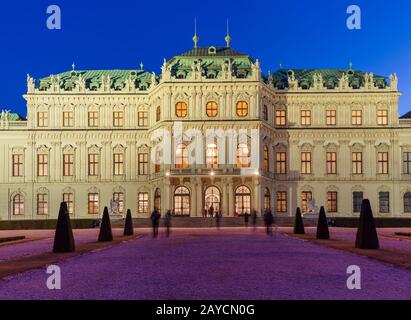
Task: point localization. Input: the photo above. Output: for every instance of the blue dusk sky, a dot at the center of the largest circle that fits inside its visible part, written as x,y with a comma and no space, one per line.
121,34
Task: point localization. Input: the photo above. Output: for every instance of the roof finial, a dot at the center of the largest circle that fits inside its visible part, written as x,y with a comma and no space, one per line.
195,38
227,37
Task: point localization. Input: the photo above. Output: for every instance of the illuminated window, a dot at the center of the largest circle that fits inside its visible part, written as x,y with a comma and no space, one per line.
332,201
93,119
118,118
18,205
331,162
42,119
306,117
357,162
383,162
212,109
242,108
69,199
331,117
306,162
68,119
42,165
356,117
281,162
93,164
243,156
181,109
181,157
42,204
212,156
281,202
142,119
93,203
382,117
17,165
280,118
68,165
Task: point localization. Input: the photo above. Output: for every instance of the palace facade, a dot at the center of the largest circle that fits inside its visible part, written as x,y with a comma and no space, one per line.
325,137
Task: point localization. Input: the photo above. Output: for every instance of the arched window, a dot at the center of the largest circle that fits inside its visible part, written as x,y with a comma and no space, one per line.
242,200
157,200
212,156
181,109
267,199
242,108
212,109
212,198
266,159
243,156
407,202
158,113
182,201
18,204
181,157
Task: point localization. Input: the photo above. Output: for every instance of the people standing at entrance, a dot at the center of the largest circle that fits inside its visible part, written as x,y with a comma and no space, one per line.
268,220
254,219
246,219
167,223
155,220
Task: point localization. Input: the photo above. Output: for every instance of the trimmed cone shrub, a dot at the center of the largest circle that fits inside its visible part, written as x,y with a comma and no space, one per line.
299,224
128,227
63,238
105,228
322,226
367,237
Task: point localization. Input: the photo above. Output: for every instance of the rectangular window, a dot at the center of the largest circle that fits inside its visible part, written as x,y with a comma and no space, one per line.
42,119
142,119
42,165
357,162
306,117
331,117
407,162
382,117
17,165
305,162
306,197
280,118
118,164
68,119
68,165
93,119
332,201
118,119
281,201
42,203
356,117
357,201
69,199
281,162
143,202
142,164
93,203
119,197
384,202
383,162
331,162
93,165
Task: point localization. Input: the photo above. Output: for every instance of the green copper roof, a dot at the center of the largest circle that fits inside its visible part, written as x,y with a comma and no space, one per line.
330,77
211,59
93,78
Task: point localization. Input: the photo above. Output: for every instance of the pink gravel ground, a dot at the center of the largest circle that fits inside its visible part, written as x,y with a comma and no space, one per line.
210,264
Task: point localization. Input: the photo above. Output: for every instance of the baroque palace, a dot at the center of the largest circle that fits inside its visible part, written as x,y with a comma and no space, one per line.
325,137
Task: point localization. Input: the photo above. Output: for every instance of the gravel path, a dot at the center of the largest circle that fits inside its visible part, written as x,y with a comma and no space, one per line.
211,264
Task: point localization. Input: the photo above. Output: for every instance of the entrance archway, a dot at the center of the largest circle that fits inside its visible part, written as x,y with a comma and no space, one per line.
212,198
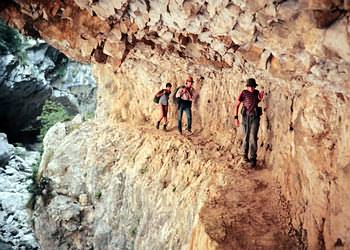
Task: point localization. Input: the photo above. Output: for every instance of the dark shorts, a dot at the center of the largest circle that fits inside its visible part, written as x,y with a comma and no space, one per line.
164,110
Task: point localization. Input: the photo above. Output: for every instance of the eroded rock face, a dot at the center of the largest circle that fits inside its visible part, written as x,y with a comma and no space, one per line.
16,230
298,52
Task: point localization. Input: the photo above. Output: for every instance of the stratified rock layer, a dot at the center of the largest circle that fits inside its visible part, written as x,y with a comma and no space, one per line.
299,53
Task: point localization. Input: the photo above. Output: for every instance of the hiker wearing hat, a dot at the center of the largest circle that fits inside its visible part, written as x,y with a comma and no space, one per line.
185,96
251,113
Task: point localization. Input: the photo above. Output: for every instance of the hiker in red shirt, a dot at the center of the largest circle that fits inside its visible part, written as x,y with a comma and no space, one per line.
251,113
185,95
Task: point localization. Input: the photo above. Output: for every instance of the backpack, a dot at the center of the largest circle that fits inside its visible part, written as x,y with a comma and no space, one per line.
156,98
176,100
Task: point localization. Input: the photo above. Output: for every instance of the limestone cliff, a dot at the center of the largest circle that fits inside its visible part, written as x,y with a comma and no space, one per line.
119,184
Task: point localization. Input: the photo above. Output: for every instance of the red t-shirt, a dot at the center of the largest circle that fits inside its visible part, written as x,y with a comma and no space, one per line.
250,100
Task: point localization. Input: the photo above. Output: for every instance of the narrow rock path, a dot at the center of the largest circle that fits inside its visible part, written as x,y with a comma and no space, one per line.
248,211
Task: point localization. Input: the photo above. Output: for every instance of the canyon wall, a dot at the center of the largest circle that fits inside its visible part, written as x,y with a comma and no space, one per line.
118,182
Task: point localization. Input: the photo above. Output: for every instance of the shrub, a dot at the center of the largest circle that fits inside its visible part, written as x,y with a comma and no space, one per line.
38,187
52,113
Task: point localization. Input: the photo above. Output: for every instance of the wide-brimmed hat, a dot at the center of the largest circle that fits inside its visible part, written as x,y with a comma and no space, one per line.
251,83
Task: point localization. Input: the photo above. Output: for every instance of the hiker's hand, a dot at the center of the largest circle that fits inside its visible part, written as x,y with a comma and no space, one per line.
261,95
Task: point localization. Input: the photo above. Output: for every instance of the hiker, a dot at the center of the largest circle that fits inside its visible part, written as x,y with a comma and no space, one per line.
163,96
185,98
251,113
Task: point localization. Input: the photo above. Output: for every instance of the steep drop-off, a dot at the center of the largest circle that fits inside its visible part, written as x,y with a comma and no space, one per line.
119,183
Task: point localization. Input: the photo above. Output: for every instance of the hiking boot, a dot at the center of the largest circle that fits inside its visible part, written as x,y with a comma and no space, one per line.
189,132
246,159
252,163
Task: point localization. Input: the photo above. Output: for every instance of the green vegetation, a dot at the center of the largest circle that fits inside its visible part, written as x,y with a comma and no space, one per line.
89,116
133,232
38,187
98,195
143,170
51,114
61,70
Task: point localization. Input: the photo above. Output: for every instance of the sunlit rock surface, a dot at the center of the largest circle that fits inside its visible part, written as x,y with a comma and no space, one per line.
299,53
16,230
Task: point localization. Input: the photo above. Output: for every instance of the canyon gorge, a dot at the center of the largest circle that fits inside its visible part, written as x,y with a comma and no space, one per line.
115,182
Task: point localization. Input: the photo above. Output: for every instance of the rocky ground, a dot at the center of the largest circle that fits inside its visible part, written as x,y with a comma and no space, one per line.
298,51
16,230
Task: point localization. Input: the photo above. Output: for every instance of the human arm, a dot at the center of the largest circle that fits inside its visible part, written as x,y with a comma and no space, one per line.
160,93
179,93
236,120
261,95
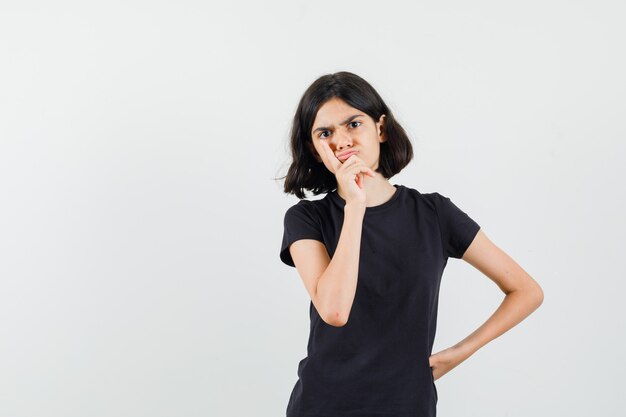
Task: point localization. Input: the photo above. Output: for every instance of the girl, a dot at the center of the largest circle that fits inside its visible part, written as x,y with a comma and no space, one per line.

SHORT EXERCISE: Rewrite every line between the one holding "of the rocky" and the end of the lines, inclusive, multiplying each answer's point coordinates by 0.4 and rounding to whole numbers, with halves rounded up. Leave all other wording unchanged, and omit the pictures.

SOLUTION FOR THIS TASK:
Task: point localization. Input: the photo above. Output: for every instance of the rocky ground, a dot at the center of the largest circle that fits inside its visible part, written as x,y with a comma and no space, one per line.
119,20
6,92
Task: point localization. Input: the photo above. Output: for every instance of the human arm, a dot at the center of the largest circle that fits inside its visible part, written as x,y with a comma and no space, one per line.
64,37
72,37
94,48
104,38
Task: point localization. Input: the photo above. Output: for every instance of the girl, a dot at the center of the largest circle that fits inside its visible part, written as x,y with a comma and no space, one per line.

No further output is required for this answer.